(Records from a dataset)
============================================================

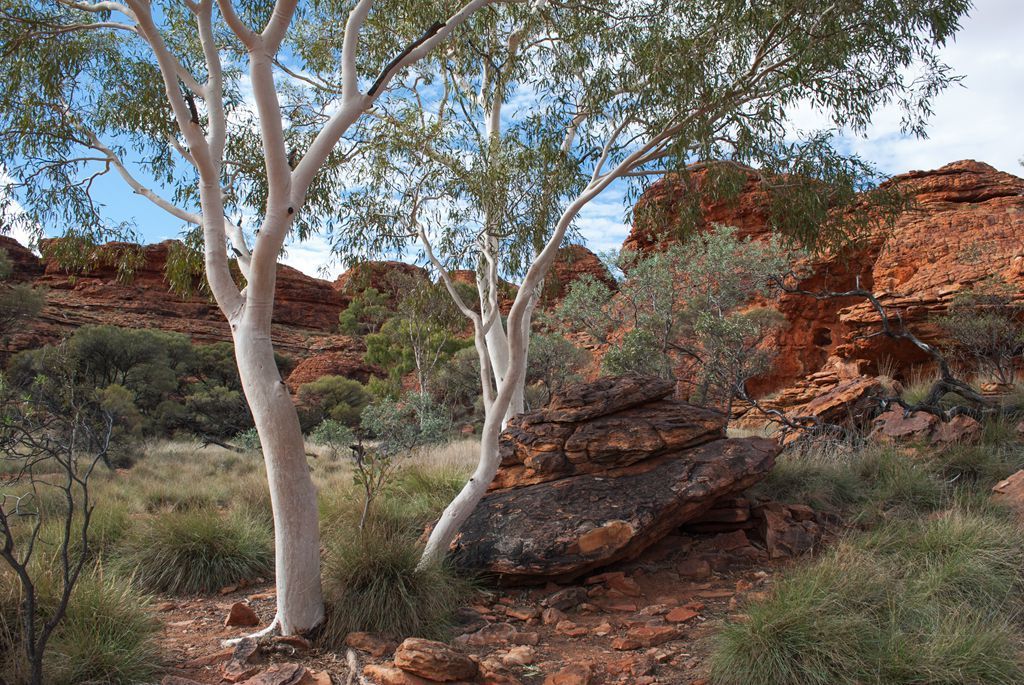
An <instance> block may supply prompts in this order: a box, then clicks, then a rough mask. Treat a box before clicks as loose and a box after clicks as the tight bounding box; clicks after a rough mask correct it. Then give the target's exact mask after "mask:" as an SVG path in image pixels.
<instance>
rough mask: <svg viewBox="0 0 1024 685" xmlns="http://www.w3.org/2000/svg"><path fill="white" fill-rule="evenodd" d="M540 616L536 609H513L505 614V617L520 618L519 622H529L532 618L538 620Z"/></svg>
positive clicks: (535, 608) (528, 608) (525, 607)
mask: <svg viewBox="0 0 1024 685" xmlns="http://www.w3.org/2000/svg"><path fill="white" fill-rule="evenodd" d="M538 614H539V611H538V610H537V609H536V608H534V607H513V608H509V609H508V610H507V611H506V612H505V615H507V616H510V617H512V618H518V619H519V620H529V619H530V618H536V617H537V616H538Z"/></svg>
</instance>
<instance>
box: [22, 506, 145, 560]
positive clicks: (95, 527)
mask: <svg viewBox="0 0 1024 685" xmlns="http://www.w3.org/2000/svg"><path fill="white" fill-rule="evenodd" d="M101 502H102V504H100V505H98V506H97V507H96V508H95V509H93V510H92V514H91V516H90V518H89V526H88V531H87V534H88V540H89V545H88V551H87V554H86V557H87V558H90V559H92V558H100V559H102V558H106V557H109V556H112V555H114V554H116V553H117V549H118V546H119V545H120V544H121V542H122V541H123V540H124V539H125V538H126V537H127V534H128V531H129V529H130V528H131V525H132V519H131V509H130V508H129V506H128V503H127V502H124V501H119V500H114V499H113V498H110V497H103V498H101ZM72 525H73V528H74V529H76V530H78V529H81V526H82V515H81V514H76V515H75V516H74V518H73V519H72ZM63 534H65V533H63V521H58V520H50V521H47V522H46V523H45V524H44V525H43V526H42V528H41V529H40V531H39V543H38V544H39V545H40V548H41V549H44V550H46V551H50V550H52V551H54V552H55V551H56V550H57V549H58V548H59V543H60V541H61V540H62V539H63ZM68 552H69V554H71V555H72V557H78V556H79V555H80V554H82V552H83V549H82V540H81V538H79V537H78V536H75V537H73V538H72V539H70V540H69V541H68Z"/></svg>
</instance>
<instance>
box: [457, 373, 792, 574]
mask: <svg viewBox="0 0 1024 685" xmlns="http://www.w3.org/2000/svg"><path fill="white" fill-rule="evenodd" d="M671 392H672V385H671V384H670V383H666V382H664V381H659V380H657V379H649V378H630V377H627V378H618V379H601V380H599V381H597V382H595V383H590V384H581V385H578V386H574V387H572V388H569V389H568V390H566V392H565V393H564V394H563V395H561V396H559V397H556V398H555V399H554V400H553V401H552V402H551V404H550V405H549V406H548V408H547V409H545V410H542V411H541V412H537V413H534V414H528V415H524V416H521V417H517V418H516V419H514V420H513V421H512V422H510V425H509V428H508V430H506V432H505V433H504V434H503V435H502V447H501V448H502V467H501V469H500V470H499V474H498V477H497V478H496V479H495V483H496V484H495V486H493V488H492V490H490V491H489V493H488V494H487V495H486V496H485V497H484V498H483V500H482V501H481V502H480V504H479V506H478V507H477V509H476V510H475V511H474V512H473V514H472V516H471V517H470V519H469V521H468V522H467V523H466V524H465V525H464V526H463V530H462V533H461V536H460V537H459V539H458V540H457V541H456V543H455V545H454V548H455V550H454V551H455V557H456V560H457V562H458V563H460V564H461V565H463V566H466V567H469V568H473V569H475V570H479V571H484V572H488V573H494V574H497V575H498V576H499V577H500V579H501V580H503V581H504V582H507V583H531V582H540V581H545V580H570V579H572V577H575V576H579V575H582V574H584V573H588V572H590V571H591V570H593V569H595V568H599V567H601V566H604V565H606V564H609V563H613V562H615V561H620V560H623V559H628V558H631V557H633V556H636V555H637V554H639V553H640V552H642V551H643V550H644V549H646V548H647V547H648V546H650V545H652V544H654V543H656V542H657V541H658V540H660V539H662V538H664V537H665V536H666V534H668V533H669V532H670V531H671V530H673V529H674V528H676V527H678V526H679V525H681V524H683V523H685V522H686V521H688V520H690V519H692V518H695V517H697V516H699V515H700V514H702V513H703V512H705V511H706V510H708V509H709V508H711V507H712V505H714V503H715V502H716V501H718V500H720V499H722V498H727V497H730V496H733V495H735V494H737V493H739V491H741V490H744V489H746V488H748V487H750V486H751V485H753V484H754V483H756V482H758V481H759V480H761V479H762V478H763V477H764V476H765V475H766V474H767V472H768V470H769V469H770V468H771V467H772V465H773V463H774V459H775V455H776V454H777V453H778V445H777V444H776V443H775V442H774V441H772V440H767V439H762V438H749V439H741V440H733V439H726V438H725V436H724V420H723V417H722V415H721V414H719V413H718V412H714V411H710V410H706V409H701V408H698V406H693V405H691V404H688V403H686V402H683V401H679V400H676V399H673V398H671V397H670V396H669V395H670V394H671Z"/></svg>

============================================================

--- PROBLEM STATEMENT ---
From the first line to the last, repeat the records exactly. Leave out the pictures.

--- TASK OUTPUT ---
An <instance> block may supply prompts in this order: a box, then clicks, then a rough mask. Treat a box before clicks as loose and a box after clicks as the tight bounding box; clicks after a rough mask correct it. Then give the target's exact mask after "mask:" as an SVG path in image pixels.
<instance>
rough mask: <svg viewBox="0 0 1024 685" xmlns="http://www.w3.org/2000/svg"><path fill="white" fill-rule="evenodd" d="M540 616L536 609H513L505 614V617L520 618L519 622H529L532 618L538 620Z"/></svg>
positive clicks: (535, 608) (528, 608) (525, 607)
mask: <svg viewBox="0 0 1024 685" xmlns="http://www.w3.org/2000/svg"><path fill="white" fill-rule="evenodd" d="M538 614H539V611H538V610H537V609H536V608H534V607H513V608H509V609H508V610H507V611H506V612H505V615H507V616H510V617H512V618H518V619H519V620H529V619H530V618H536V617H537V616H538Z"/></svg>
</instance>
<instance>
box: [22, 506, 145, 560]
positive clicks: (95, 527)
mask: <svg viewBox="0 0 1024 685" xmlns="http://www.w3.org/2000/svg"><path fill="white" fill-rule="evenodd" d="M101 502H102V504H100V505H98V506H97V507H96V508H95V509H93V510H92V514H91V516H90V518H89V526H88V531H87V534H88V540H89V545H88V551H87V554H86V557H87V558H90V559H92V558H100V559H102V558H106V557H109V556H112V555H114V554H116V553H117V549H118V546H119V545H120V544H121V542H122V541H123V540H124V539H125V538H126V537H127V534H128V531H129V529H130V528H131V525H132V519H131V509H130V508H129V506H128V503H127V502H124V501H119V500H114V499H113V498H110V497H103V498H101ZM72 525H73V528H74V529H76V530H78V529H81V526H82V515H81V514H76V515H75V516H74V518H73V519H72ZM63 534H65V533H63V521H58V520H50V521H47V522H46V523H45V524H44V525H43V526H42V528H41V529H40V531H39V543H38V544H39V545H40V548H41V549H44V550H46V551H50V550H52V551H54V552H55V551H56V550H57V549H58V548H59V543H60V541H61V540H62V539H63ZM68 552H69V554H71V555H72V557H78V556H79V555H80V554H82V552H83V549H82V540H81V538H79V537H78V536H75V537H73V538H72V539H70V540H69V541H68Z"/></svg>
</instance>
<instance>
box: [457, 373, 792, 574]
mask: <svg viewBox="0 0 1024 685" xmlns="http://www.w3.org/2000/svg"><path fill="white" fill-rule="evenodd" d="M671 392H672V385H671V384H670V383H666V382H664V381H659V380H657V379H649V378H630V377H627V378H618V379H601V380H599V381H597V382H595V383H590V384H581V385H578V386H574V387H572V388H569V389H568V390H566V392H565V393H564V394H563V395H561V396H559V397H556V398H555V399H554V400H553V401H552V402H551V404H550V405H549V406H548V408H547V409H545V410H542V411H541V412H537V413H534V414H528V415H524V416H521V417H517V418H516V419H514V420H513V421H512V422H510V425H509V428H508V430H506V432H505V433H504V434H503V435H502V447H501V448H502V467H501V469H500V470H499V474H498V477H497V478H496V479H495V483H496V484H495V486H493V488H492V490H490V491H489V493H488V494H487V495H486V496H485V497H484V498H483V500H482V501H481V502H480V504H479V506H478V507H477V509H476V510H475V511H474V512H473V514H472V516H471V517H470V519H469V521H468V522H467V523H466V524H465V525H464V526H463V530H462V533H461V536H460V537H459V539H458V540H457V541H456V543H455V545H454V548H455V550H454V551H455V557H456V560H457V562H458V563H460V564H461V565H463V566H466V567H469V568H473V569H475V570H479V571H484V572H488V573H494V574H497V575H498V576H499V577H500V579H501V580H503V581H504V582H507V583H531V582H540V581H545V580H570V579H572V577H575V576H579V575H582V574H584V573H588V572H590V571H591V570H593V569H595V568H599V567H601V566H604V565H606V564H609V563H613V562H615V561H620V560H623V559H628V558H631V557H633V556H636V555H637V554H639V553H640V552H642V551H643V550H644V549H646V548H647V547H648V546H650V545H652V544H654V543H656V542H657V541H658V540H660V539H662V538H664V537H665V536H666V534H668V533H669V532H670V531H671V530H673V529H674V528H676V527H678V526H679V525H681V524H683V523H685V522H686V521H688V520H690V519H692V518H695V517H697V516H699V515H700V514H702V513H703V512H705V511H706V510H708V509H709V508H711V507H712V505H714V503H715V502H716V501H718V500H720V499H722V498H727V497H730V496H733V495H735V494H737V493H739V491H741V490H744V489H746V488H748V487H750V486H751V485H753V484H754V483H756V482H758V481H759V480H761V479H762V478H763V477H764V476H765V475H766V474H767V472H768V470H769V469H770V468H771V467H772V465H773V463H774V459H775V455H776V454H777V453H778V445H777V444H776V443H775V442H774V441H772V440H767V439H762V438H749V439H741V440H733V439H726V438H725V436H724V420H723V417H722V415H721V414H719V413H718V412H714V411H710V410H706V409H701V408H698V406H693V405H691V404H688V403H686V402H683V401H679V400H676V399H673V398H671V397H670V396H669V395H670V394H671Z"/></svg>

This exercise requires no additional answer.